▶ **Stated goal 1**: Collect every line of the listing below that contains the string "pole", and copy each one unchanged.

▶ **Given passage**:

Perhaps it’s recency bias, but my favorite live music experience of the year by far was seeing Canadian post-rock group Godspeed You! Black Emperor in early November. Touring in support of their latest record No Title as of 13 February 2024 28340 Dead7, G!YBE came to Chicago on the heels of a unsurprising but disappointing election result with an urgent message of hope and solidarity with all oppressed peoples.
Seeing Godspeed is less about listening to music and more about basking in pure sound. My wife and I stood in the back of the venue, next to the soundboard, and spent a good chunk of the show with our eyes closed, swaying to the angular themes and martial percussion. I also spent some of the show watching Karl Lemieux prepare and present their bespoke film loops, which seemed to freak out the dude next to me who kept trying to talk to me.
This was my second time seeing the band, and I was struck, like the first time, by the focused, meditative quality of their live show. The band gives you permission to just be in that space for two hours and feel whatever it is the music triggers in you. Given the band’s outspoken opposition to the music industry’s complicity in the defense industry, as well as the anarchist press tabling in the lobby, I thought of Gaza and the violence of borders and how we can organize themselves so we can move forward.
As the band, in their customary fashion, left their instruments on the stage, feeding back, I returned to the show’s opening image; a flickering film strip with “HOPE” etched into it. There’s always a way forward, and the music of Godspeed You! Black Emperor is as fine an engine as any for that momentum.
Honorable mentions:
After watching the excellent film Plastic, I discovered Contact From Exne Kedy and the Poltergeists, a fascinating Japanese glam-rock album that inspired the film. Written and produced a few years ago by Kensuke Ide but purporting to be a lost album from the ‘70s by a band called Exne Kedy and the Poltergeists, this is a very cool and groovy album that I returned to a lot this year.
Speaking of film music, the soundtrack for Jane Schoenbrun’s gorgeous film I Saw the TV Glow was such a mammoth entry into this year’s list of releases that I couldn’t ignore it. Not only does it feature fifteen new songs from some of our best independent artists (Bartees Strange! L’Rain! Frances Quinlan!), Schoenbrun revived the long-lost art of the accompanying soundtrack album, an artifact of the ‘90s and early-aughts that functioned more like a mixtape to accompany the vibe of a film than anything else. “Claw Machine” will get snubbed by the Oscars, and that’s a damn shame.
I also saw Neko Case and Jeff Rosenstock in Iowa City this spring, which were two rollicking shows that I would be remiss to not shout out.

▶ **Records supplied**:
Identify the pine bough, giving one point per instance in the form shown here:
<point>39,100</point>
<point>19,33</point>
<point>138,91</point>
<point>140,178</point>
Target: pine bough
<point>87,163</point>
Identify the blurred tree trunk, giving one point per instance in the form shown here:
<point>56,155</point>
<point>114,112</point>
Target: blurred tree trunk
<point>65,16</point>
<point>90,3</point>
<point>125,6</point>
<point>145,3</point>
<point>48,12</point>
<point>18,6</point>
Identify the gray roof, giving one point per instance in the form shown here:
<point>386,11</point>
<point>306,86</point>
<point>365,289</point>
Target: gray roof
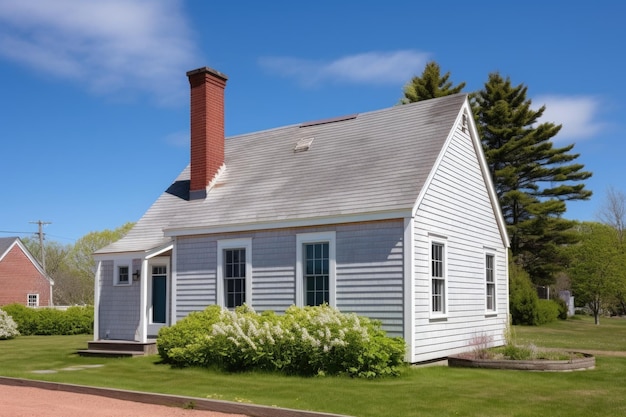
<point>375,162</point>
<point>5,243</point>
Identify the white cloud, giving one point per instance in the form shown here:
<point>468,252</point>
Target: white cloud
<point>395,67</point>
<point>113,46</point>
<point>577,114</point>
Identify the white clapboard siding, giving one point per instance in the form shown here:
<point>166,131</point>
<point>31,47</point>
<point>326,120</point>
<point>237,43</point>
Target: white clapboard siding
<point>457,209</point>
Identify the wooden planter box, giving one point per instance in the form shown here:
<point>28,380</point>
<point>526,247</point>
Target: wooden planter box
<point>575,364</point>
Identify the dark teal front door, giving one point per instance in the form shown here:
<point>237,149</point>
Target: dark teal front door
<point>159,294</point>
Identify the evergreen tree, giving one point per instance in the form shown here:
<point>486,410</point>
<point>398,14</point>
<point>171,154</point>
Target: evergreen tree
<point>533,179</point>
<point>431,84</point>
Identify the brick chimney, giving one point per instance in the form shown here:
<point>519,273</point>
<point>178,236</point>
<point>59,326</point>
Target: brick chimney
<point>207,128</point>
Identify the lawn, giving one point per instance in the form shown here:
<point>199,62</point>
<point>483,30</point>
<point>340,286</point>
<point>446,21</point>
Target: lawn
<point>423,391</point>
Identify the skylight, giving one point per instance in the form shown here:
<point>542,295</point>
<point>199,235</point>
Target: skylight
<point>331,120</point>
<point>303,145</point>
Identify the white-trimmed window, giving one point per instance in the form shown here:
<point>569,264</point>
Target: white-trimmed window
<point>315,269</point>
<point>438,278</point>
<point>32,300</point>
<point>122,274</point>
<point>234,272</point>
<point>490,283</point>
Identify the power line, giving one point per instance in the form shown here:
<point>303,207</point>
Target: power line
<point>41,224</point>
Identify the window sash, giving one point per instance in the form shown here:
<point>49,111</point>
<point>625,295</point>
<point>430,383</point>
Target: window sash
<point>316,273</point>
<point>33,300</point>
<point>490,290</point>
<point>123,274</point>
<point>438,290</point>
<point>234,277</point>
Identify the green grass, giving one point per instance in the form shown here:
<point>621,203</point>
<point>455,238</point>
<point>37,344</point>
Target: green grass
<point>427,391</point>
<point>578,332</point>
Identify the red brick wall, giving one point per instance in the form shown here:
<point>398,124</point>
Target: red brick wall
<point>19,277</point>
<point>207,126</point>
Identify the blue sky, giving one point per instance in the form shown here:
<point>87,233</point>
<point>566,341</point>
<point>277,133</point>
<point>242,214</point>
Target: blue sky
<point>94,101</point>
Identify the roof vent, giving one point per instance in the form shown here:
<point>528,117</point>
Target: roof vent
<point>303,145</point>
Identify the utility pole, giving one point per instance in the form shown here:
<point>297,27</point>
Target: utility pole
<point>41,224</point>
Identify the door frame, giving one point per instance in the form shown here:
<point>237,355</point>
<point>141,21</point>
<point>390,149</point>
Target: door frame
<point>153,328</point>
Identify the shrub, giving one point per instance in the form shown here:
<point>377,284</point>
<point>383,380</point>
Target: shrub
<point>304,341</point>
<point>523,299</point>
<point>563,309</point>
<point>8,327</point>
<point>48,321</point>
<point>24,317</point>
<point>548,311</point>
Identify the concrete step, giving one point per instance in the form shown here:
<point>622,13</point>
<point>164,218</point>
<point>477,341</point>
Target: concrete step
<point>118,348</point>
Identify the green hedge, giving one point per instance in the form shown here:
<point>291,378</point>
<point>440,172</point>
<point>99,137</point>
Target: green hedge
<point>303,341</point>
<point>547,311</point>
<point>8,327</point>
<point>49,321</point>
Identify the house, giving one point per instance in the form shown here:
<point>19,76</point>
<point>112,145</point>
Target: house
<point>390,214</point>
<point>22,279</point>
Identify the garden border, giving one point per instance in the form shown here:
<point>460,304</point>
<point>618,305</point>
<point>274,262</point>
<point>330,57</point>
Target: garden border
<point>587,361</point>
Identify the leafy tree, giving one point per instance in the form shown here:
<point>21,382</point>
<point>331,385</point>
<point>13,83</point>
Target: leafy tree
<point>598,266</point>
<point>80,257</point>
<point>72,266</point>
<point>612,212</point>
<point>430,84</point>
<point>533,179</point>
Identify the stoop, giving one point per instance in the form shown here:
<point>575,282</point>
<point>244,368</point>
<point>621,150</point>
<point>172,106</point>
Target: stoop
<point>118,348</point>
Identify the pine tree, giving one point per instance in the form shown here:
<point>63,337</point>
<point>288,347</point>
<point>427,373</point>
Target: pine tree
<point>431,84</point>
<point>533,178</point>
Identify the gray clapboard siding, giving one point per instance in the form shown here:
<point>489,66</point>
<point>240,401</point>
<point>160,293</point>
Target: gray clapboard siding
<point>369,270</point>
<point>196,274</point>
<point>118,309</point>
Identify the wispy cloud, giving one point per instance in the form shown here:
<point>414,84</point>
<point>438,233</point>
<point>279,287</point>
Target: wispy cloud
<point>577,114</point>
<point>111,46</point>
<point>367,68</point>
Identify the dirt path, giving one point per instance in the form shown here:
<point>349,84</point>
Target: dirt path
<point>36,402</point>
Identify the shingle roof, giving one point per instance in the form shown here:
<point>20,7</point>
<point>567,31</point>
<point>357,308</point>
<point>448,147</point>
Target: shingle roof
<point>372,163</point>
<point>5,243</point>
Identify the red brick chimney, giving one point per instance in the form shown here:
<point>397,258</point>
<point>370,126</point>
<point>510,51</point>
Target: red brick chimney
<point>207,128</point>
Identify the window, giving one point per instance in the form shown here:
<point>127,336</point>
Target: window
<point>234,272</point>
<point>490,290</point>
<point>438,278</point>
<point>33,300</point>
<point>316,274</point>
<point>315,269</point>
<point>123,275</point>
<point>234,277</point>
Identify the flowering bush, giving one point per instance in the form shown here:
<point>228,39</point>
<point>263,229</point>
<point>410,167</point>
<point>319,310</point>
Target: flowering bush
<point>304,341</point>
<point>49,321</point>
<point>8,327</point>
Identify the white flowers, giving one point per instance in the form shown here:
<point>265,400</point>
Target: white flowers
<point>305,341</point>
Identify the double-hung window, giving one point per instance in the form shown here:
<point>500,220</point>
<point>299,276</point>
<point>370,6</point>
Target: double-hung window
<point>234,270</point>
<point>122,274</point>
<point>490,283</point>
<point>33,300</point>
<point>438,278</point>
<point>316,273</point>
<point>315,269</point>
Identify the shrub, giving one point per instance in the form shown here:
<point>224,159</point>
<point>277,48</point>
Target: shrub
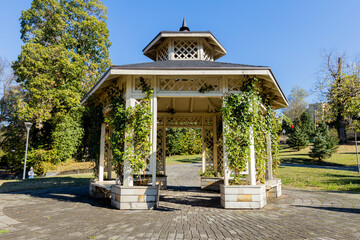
<point>298,139</point>
<point>324,144</point>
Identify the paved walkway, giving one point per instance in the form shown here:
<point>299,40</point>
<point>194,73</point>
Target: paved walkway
<point>67,213</point>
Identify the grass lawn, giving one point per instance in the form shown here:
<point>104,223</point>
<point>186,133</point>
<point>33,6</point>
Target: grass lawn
<point>180,159</point>
<point>345,156</point>
<point>317,178</point>
<point>39,183</point>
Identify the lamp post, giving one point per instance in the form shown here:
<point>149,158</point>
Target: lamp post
<point>28,126</point>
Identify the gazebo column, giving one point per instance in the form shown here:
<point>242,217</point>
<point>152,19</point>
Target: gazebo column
<point>203,162</point>
<point>130,102</point>
<point>153,135</point>
<point>226,161</point>
<point>215,147</point>
<point>102,153</point>
<point>251,177</point>
<point>269,154</point>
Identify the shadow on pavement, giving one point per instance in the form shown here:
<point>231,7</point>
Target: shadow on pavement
<point>335,209</point>
<point>67,194</point>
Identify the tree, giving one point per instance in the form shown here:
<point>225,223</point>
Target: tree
<point>298,139</point>
<point>340,88</point>
<point>307,124</point>
<point>65,51</point>
<point>324,144</point>
<point>7,90</point>
<point>297,103</point>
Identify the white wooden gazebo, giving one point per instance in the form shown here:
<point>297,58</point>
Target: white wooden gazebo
<point>188,86</point>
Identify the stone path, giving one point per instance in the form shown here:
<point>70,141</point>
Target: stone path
<point>67,213</point>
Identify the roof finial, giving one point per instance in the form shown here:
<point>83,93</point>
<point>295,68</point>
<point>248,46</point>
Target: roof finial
<point>184,27</point>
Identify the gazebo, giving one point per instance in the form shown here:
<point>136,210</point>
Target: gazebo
<point>188,85</point>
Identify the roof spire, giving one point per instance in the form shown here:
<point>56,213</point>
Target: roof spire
<point>184,27</point>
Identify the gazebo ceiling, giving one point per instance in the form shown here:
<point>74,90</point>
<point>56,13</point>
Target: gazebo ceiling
<point>188,105</point>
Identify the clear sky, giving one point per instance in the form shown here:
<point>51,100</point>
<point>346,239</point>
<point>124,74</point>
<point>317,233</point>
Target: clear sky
<point>288,36</point>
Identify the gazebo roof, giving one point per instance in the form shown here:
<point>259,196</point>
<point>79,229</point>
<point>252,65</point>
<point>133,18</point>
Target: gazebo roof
<point>150,49</point>
<point>188,64</point>
<point>196,67</point>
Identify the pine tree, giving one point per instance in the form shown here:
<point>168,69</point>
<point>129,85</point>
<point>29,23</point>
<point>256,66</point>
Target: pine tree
<point>298,139</point>
<point>324,144</point>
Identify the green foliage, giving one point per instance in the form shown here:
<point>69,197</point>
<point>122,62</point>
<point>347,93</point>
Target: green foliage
<point>42,160</point>
<point>243,117</point>
<point>130,137</point>
<point>307,124</point>
<point>65,50</point>
<point>324,144</point>
<point>298,139</point>
<point>117,121</point>
<point>67,135</point>
<point>184,141</point>
<point>297,103</point>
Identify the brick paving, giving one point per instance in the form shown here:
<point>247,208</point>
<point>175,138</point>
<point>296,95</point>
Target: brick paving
<point>185,212</point>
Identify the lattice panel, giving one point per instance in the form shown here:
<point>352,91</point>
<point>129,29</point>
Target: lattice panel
<point>209,145</point>
<point>220,149</point>
<point>186,49</point>
<point>208,121</point>
<point>160,151</point>
<point>193,84</point>
<point>183,121</point>
<point>234,84</point>
<point>163,53</point>
<point>138,83</point>
<point>160,121</point>
<point>207,54</point>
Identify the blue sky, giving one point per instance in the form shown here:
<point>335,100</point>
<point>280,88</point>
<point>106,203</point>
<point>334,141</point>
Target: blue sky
<point>288,36</point>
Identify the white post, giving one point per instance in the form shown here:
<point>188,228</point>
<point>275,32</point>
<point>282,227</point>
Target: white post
<point>357,153</point>
<point>203,162</point>
<point>251,177</point>
<point>226,163</point>
<point>269,153</point>
<point>28,126</point>
<point>102,153</point>
<point>153,135</point>
<point>130,102</point>
<point>109,160</point>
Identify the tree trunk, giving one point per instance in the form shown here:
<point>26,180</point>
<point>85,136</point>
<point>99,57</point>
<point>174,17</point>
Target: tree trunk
<point>342,131</point>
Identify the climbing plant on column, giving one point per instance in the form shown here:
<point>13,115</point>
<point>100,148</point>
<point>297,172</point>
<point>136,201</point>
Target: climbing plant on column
<point>244,115</point>
<point>130,136</point>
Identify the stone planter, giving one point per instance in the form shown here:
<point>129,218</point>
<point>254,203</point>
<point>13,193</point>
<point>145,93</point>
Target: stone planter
<point>135,197</point>
<point>211,183</point>
<point>243,196</point>
<point>100,189</point>
<point>273,188</point>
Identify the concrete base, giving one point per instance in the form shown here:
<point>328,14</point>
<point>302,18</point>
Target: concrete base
<point>243,196</point>
<point>99,189</point>
<point>135,197</point>
<point>273,188</point>
<point>211,183</point>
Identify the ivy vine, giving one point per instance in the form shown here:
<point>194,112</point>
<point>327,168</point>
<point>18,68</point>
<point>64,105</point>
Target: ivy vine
<point>242,114</point>
<point>131,126</point>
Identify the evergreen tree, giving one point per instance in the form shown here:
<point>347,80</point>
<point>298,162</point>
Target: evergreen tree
<point>298,139</point>
<point>65,51</point>
<point>324,144</point>
<point>307,124</point>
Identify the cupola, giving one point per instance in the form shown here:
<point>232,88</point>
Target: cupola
<point>184,45</point>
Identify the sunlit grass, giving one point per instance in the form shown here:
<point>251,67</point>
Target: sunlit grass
<point>48,182</point>
<point>345,156</point>
<point>319,179</point>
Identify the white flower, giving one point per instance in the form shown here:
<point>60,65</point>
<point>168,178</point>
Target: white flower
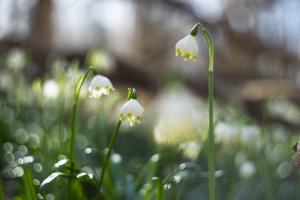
<point>187,48</point>
<point>100,85</point>
<point>132,112</point>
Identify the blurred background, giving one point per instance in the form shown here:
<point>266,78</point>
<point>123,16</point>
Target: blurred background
<point>46,45</point>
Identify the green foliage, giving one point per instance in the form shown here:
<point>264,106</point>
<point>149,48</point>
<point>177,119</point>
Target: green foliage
<point>253,160</point>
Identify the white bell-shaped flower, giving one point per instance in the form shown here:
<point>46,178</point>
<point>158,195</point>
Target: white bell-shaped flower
<point>132,112</point>
<point>100,85</point>
<point>187,48</point>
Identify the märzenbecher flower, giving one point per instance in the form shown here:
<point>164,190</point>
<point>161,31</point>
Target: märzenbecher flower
<point>187,48</point>
<point>132,112</point>
<point>100,85</point>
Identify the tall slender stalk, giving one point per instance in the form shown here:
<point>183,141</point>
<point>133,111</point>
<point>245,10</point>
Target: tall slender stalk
<point>160,189</point>
<point>131,93</point>
<point>77,89</point>
<point>107,157</point>
<point>211,136</point>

▶ **Stated goal 2**:
Answer these questions using the music essay above:
(a) Where in the venue did the writer and the writer's wife stand during the Godspeed You! Black Emperor show?
(b) Who wrote and produced Contact From Exne Kedy and the Poltergeists?
(c) In what city did the writer see Neko Case and Jeff Rosenstock?

▶ **Worked solution 1**:
Identify the utility pole, giving one point per instance in the form shown here:
Target: utility pole

▶ **Worked solution 2**:
(a) In the back of the venue, next to the soundboard.
(b) Kensuke Ide.
(c) Iowa City.